Do your health a favour this week and have this incredibly nutrient-dense soup. Lentils are packed with healthy protein, and vegetables of all colours are added right in the end so they don’t boil and lose any nutritional value. It also includes a little healthy fat from the coconut. The best part? It might be the best tasting soup I have ever had. Make sure to adjust the seasoning (with soy sauce and lime) in the end so it is perfect right before serving. Sprinkle a little extra coconut on top, and perhaps even a few cashew nuts. It’s a winner.
- STEP 1
- 1.5 cups dried green lentils soaked if needed according to package instructions
- 2 litres of water (more if needed)
- 2 tbsp organic vegetable stock ('Asian' flavoured if available)
- 3 tbsp tamari (or other gluten free soy sauce)
- 2 stems lemongrass
- 3 cloves chopped garlic
- 2 thumb sizes ginger, shredded
- ½ thumb size red chill, thinly sliced
- STEP 2
- 3 carrots, finely chopped
- 1 small red onion, thinly sliced
- 2 cups cherry tomatoes, halved
- STEP 3
- 1 red pepper, finely chopped
- 1 yellow/orange pepper, finely chopped
- 4 handfuls of fresh spinach, finely chopped
- 1 large bunch of fresh coriander, finely chopped (stems included).
- ¾ cup shredded coconut
- 2 lime
- Soak the lentils according to package instructions, then boil with all ingredients in step one above. Approximately 30 minutes, but follow package instructions again, as the lentils should be soft. Boil under lid, on medium to low heat. If you run out of water, add a little more as you go (taste then as you might want to also add a little more vegetable stock).
- When you have approximately five minutes left of the cooking time, add all under step two.Let it boil with the lentils for a few minutes, until you move over to step 3.
- Before serving add everything in step 3, including squeezing over the lime juice. Take a moment to adjust the flavouring - add more lime juice and more soy sauce perhaps. You can even add a little more shredded ginger for extra sting. Serve with more coconut on the side, more tamari and more lime and perhaps even a few cashew nuts.

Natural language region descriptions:
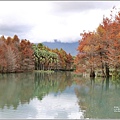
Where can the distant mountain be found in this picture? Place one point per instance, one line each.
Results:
(68, 47)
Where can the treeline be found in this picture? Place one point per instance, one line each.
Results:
(51, 59)
(100, 49)
(20, 55)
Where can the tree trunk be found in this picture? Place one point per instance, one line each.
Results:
(102, 65)
(92, 73)
(107, 69)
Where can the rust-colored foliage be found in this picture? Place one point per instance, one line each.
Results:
(101, 48)
(13, 54)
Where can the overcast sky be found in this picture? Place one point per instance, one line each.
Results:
(40, 21)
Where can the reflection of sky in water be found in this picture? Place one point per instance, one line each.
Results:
(61, 105)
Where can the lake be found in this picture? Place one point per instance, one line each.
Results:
(58, 95)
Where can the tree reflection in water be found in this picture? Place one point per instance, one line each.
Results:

→ **WHAT IS NEEDED**: According to the lentil soup recipe, why are the vegetables added at the end?

→ **ANSWER BOX**: They are added at the end so they don't boil and lose any nutritional value.